%%

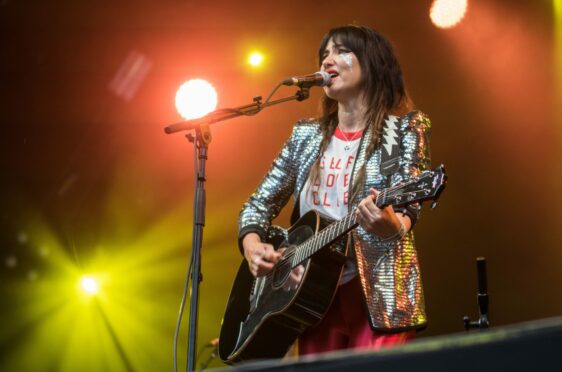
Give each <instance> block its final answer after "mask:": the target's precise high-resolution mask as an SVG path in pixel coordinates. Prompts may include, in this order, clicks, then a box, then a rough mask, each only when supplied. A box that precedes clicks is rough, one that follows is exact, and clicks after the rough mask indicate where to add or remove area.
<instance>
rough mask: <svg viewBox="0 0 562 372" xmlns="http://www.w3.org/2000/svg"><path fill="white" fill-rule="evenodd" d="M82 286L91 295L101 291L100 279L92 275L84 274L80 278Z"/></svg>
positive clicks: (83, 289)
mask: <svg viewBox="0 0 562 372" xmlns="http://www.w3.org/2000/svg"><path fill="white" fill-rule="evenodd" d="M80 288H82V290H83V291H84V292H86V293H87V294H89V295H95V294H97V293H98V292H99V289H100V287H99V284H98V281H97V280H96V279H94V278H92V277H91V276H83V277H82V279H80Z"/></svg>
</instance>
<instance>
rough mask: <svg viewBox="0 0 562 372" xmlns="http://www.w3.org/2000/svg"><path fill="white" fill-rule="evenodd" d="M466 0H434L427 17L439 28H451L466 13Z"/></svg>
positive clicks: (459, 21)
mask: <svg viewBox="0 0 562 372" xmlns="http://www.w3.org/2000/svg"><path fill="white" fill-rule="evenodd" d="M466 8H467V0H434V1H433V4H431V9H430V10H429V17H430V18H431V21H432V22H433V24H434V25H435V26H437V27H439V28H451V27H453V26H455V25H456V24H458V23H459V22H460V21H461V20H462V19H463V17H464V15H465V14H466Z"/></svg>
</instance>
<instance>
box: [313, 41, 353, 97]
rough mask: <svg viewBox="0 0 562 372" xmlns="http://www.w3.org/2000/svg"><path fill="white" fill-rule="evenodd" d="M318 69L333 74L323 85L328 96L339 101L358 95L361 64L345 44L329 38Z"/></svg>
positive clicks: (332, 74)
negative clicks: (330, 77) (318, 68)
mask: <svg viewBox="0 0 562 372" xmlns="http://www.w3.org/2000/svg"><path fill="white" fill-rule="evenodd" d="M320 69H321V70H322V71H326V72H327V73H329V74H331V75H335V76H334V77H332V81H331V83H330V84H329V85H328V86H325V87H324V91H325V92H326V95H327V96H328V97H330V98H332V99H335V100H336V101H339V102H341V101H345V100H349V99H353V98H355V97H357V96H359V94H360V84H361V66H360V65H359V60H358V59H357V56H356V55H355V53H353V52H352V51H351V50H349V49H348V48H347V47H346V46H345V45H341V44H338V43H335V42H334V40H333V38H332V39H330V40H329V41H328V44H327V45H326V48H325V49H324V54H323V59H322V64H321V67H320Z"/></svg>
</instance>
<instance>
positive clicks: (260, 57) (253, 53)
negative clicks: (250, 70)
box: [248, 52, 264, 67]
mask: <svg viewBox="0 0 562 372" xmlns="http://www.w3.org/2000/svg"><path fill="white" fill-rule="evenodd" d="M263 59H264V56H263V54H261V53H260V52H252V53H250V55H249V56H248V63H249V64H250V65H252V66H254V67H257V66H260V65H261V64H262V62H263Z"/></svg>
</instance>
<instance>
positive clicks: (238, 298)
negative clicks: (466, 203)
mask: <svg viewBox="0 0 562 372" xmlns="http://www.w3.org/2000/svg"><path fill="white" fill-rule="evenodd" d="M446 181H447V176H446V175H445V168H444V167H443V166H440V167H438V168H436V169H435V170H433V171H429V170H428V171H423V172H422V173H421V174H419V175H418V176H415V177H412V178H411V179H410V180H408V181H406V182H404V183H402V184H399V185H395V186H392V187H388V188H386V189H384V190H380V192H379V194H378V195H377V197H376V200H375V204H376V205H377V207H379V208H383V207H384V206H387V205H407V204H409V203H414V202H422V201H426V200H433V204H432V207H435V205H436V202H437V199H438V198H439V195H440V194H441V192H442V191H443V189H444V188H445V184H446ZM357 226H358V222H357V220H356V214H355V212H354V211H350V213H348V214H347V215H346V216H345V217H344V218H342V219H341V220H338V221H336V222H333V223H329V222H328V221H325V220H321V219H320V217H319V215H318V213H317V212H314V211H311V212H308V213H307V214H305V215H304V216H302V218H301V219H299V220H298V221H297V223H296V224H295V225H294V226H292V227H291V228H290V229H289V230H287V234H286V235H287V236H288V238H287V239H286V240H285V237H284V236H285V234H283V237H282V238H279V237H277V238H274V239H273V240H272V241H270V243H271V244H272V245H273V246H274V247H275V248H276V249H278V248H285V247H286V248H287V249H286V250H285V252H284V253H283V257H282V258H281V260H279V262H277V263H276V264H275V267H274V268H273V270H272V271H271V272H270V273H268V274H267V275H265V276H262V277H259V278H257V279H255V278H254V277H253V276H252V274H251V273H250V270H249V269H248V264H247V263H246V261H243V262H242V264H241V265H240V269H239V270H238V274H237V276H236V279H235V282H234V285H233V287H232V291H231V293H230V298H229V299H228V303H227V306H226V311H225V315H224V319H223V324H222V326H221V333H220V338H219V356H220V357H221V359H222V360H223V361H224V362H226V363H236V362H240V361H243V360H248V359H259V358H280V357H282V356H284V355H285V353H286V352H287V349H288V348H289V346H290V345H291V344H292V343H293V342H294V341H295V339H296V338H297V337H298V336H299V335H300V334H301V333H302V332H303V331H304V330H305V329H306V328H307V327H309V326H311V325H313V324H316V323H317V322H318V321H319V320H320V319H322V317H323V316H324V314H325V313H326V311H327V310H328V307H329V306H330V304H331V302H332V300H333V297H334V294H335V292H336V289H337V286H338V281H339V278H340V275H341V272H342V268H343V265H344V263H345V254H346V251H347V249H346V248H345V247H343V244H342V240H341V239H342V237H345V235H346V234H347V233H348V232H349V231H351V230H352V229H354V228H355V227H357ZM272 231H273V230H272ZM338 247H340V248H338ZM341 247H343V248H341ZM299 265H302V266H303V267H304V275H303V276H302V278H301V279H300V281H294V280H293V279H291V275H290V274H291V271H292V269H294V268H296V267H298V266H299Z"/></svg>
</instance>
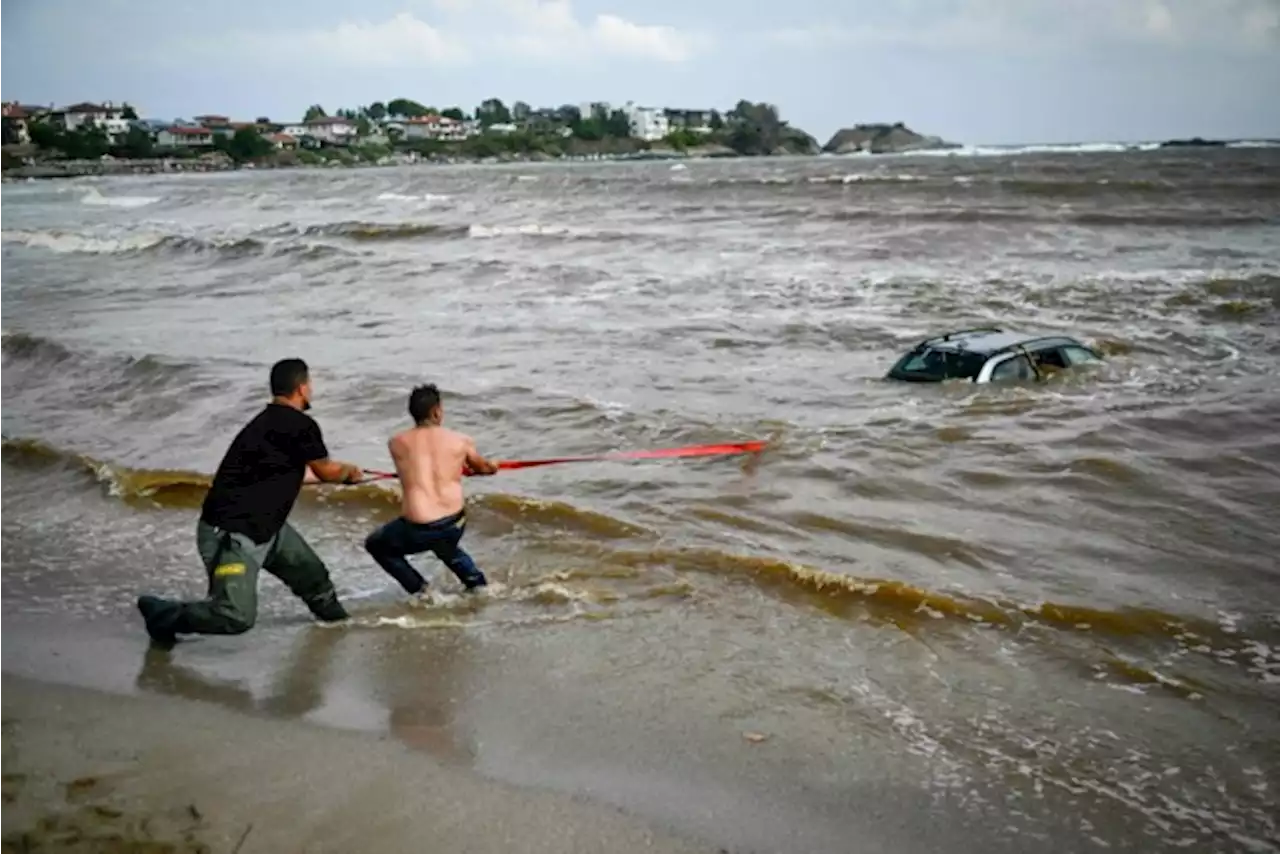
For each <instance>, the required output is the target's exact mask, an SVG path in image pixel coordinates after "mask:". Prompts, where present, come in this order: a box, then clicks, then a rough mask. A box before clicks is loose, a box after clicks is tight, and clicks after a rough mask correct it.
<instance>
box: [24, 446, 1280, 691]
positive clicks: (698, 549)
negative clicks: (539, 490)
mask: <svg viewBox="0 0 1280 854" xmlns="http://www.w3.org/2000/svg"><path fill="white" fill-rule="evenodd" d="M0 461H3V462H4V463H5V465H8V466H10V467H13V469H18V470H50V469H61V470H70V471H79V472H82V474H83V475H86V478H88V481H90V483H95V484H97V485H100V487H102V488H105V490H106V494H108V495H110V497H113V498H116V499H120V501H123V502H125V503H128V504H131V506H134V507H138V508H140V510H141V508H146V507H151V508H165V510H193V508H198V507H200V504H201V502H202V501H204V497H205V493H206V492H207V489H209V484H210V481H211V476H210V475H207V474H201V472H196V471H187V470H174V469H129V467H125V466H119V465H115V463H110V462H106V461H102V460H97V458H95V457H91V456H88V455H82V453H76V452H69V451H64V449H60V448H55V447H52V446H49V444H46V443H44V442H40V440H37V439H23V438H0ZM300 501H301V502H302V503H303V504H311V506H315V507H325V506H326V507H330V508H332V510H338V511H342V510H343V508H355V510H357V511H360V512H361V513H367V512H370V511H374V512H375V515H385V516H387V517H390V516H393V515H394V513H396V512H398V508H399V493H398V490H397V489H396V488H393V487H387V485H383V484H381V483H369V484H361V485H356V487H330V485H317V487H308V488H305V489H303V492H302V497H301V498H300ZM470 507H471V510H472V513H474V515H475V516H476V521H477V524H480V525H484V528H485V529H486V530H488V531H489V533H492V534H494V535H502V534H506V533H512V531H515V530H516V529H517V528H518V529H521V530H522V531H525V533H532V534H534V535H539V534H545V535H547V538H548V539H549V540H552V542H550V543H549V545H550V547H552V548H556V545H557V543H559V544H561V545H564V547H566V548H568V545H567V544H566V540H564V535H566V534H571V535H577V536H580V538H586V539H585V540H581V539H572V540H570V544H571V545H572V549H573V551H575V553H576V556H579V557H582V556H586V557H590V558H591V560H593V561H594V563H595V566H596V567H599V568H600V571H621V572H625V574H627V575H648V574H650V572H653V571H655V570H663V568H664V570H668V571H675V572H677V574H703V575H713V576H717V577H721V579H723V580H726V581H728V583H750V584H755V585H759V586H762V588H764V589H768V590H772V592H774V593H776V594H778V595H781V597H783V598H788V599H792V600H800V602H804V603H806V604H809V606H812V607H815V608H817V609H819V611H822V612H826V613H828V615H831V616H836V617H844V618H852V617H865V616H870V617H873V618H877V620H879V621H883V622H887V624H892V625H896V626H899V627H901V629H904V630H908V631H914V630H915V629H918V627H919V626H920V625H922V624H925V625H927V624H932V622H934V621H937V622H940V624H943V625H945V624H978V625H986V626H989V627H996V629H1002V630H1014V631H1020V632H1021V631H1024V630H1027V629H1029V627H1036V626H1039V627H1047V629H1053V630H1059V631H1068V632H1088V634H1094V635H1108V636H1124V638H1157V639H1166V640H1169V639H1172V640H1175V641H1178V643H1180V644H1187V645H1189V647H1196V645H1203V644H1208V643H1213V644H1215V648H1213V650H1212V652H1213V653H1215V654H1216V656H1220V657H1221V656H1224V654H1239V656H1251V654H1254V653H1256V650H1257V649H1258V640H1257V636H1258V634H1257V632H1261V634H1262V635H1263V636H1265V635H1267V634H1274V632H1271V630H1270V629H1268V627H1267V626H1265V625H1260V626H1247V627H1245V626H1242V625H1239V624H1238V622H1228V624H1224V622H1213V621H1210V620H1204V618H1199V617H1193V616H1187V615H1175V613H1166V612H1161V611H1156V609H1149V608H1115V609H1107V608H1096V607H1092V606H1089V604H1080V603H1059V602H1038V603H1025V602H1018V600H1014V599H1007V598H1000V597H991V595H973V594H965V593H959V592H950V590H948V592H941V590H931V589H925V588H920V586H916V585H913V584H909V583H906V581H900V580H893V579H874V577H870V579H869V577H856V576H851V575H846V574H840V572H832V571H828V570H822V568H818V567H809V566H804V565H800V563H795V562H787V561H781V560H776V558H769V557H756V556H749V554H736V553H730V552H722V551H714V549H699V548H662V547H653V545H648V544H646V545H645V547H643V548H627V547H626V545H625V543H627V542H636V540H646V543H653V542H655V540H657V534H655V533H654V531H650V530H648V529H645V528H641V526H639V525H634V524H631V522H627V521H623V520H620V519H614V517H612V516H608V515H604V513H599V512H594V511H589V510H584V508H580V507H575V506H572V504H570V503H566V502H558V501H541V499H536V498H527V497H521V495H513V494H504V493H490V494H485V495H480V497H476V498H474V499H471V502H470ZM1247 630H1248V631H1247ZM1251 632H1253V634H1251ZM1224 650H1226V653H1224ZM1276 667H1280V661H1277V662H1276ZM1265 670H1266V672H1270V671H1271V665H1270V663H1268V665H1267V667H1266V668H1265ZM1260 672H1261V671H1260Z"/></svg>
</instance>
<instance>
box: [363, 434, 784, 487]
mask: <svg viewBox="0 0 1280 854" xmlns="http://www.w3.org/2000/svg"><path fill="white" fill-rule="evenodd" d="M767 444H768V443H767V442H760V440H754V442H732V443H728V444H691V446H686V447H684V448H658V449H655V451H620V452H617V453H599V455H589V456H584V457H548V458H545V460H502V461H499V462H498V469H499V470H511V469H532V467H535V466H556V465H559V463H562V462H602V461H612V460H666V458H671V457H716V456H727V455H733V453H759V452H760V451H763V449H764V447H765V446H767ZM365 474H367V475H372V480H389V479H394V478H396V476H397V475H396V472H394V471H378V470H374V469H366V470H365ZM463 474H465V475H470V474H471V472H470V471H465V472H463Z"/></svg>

%%

* _PROBLEM DESCRIPTION_
Return each line of the material above that contains the string "negative". Case counts when matching.

* _REPLY_
negative clicks: (330, 77) (318, 68)
negative clicks: (250, 70)
negative clicks: (466, 203)
negative clicks: (539, 490)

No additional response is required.